### WORK INSTRUCTION
Below are the records. State how many of their lines hold the word "Give", and add nothing else.

*** Begin section ***

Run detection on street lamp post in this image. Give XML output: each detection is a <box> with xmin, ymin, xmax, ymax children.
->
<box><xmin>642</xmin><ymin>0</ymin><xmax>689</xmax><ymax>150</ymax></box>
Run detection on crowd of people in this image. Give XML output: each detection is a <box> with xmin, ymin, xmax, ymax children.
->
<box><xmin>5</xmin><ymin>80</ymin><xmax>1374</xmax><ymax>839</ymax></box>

*** End section ***

### RESULT OF THIS EXERCISE
2